How do you prefer to face yourself?  How do you fancy getting down to the nitty gritty and meeting your demons?  What do you need to do to step away from your distractions? Your addictions?  How will you embrace the darkness, and romance your shadow?  I have heard these called healing mechanisms, but any name will do.  What will allow you to listen to yourself, to your heart, to your soul?  For some this is walking, running, or hiking, for some this is yoga or meditation, and for others this is time spent alone: in the bathtub, the bedroom, the mountains, or the desert.  Just sitting works wonders for some as well.  For me it is all of the above.  These are far from the only practices that will do, each individual will find what works best for their unique disposition.

You see, we have to learn to be present enough to actually be with ourselves, in order to recognize how and what we are feeling.  We have to learn to relax, cope, and let things go, without the use of intoxicants and other harmful behaviors.  We need to begin learning how to respond to the events in our lives when it is actually necessary, rather than belligerently reacting to every single thing that rubs us the wrong way. 

I feel like I'm preaching, so let's make it clear, I have spent the majority of my life using a glorious variety of powerful distractions to allow me to let go and cope with life.  This is not an attempt to moralize or tell people what they should or should not do—I am well aware that we all have to go through our own processes with these things—but is more accurately an attempt to share what I have found works and doesn't work in the healing process. The changes I have experienced certainly didn't happen all-at-once, and likely have been years in the making.

Prompt: From the passage on facing yourself and healing, set down the wording that starts at "You see, we" and ends at "the wrong way.", copying it character for character. The material that comes next was drawn from a different source than the text.

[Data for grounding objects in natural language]

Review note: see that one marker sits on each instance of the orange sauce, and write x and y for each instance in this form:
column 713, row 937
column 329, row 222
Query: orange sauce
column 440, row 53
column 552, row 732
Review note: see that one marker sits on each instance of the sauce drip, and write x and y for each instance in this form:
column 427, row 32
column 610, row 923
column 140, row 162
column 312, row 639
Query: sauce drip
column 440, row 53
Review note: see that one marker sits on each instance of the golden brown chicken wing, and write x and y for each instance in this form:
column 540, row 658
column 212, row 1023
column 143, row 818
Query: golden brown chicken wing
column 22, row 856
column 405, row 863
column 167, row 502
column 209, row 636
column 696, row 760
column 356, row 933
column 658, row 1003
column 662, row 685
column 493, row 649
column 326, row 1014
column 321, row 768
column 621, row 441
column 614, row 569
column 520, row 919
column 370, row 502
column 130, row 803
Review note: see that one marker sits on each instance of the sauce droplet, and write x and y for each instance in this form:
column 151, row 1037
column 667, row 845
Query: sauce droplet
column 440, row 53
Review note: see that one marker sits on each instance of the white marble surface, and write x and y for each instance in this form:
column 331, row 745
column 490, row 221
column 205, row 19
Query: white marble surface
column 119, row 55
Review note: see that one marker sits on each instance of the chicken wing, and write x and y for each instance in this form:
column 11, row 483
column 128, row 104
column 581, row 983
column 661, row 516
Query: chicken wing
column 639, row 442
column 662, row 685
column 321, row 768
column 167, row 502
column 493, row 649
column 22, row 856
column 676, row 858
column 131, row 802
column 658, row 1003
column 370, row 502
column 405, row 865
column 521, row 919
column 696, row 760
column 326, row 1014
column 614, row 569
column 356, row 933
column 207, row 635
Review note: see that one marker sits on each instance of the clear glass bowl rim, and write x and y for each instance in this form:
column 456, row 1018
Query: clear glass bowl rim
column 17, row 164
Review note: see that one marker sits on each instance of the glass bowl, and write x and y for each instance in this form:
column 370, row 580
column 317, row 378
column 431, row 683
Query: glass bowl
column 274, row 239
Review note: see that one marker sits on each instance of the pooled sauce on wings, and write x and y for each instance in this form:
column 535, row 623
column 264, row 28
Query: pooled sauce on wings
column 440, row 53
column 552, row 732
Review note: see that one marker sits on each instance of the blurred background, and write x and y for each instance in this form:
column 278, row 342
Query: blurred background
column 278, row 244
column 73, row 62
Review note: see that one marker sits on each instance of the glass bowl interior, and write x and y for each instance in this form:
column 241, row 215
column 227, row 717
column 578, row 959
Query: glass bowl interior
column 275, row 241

Task result:
You see, we have to learn to be present enough to actually be with ourselves, in order to recognize how and what we are feeling.  We have to learn to relax, cope, and let things go, without the use of intoxicants and other harmful behaviors.  We need to begin learning how to respond to the events in our lives when it is actually necessary, rather than belligerently reacting to every single thing that rubs us the wrong way.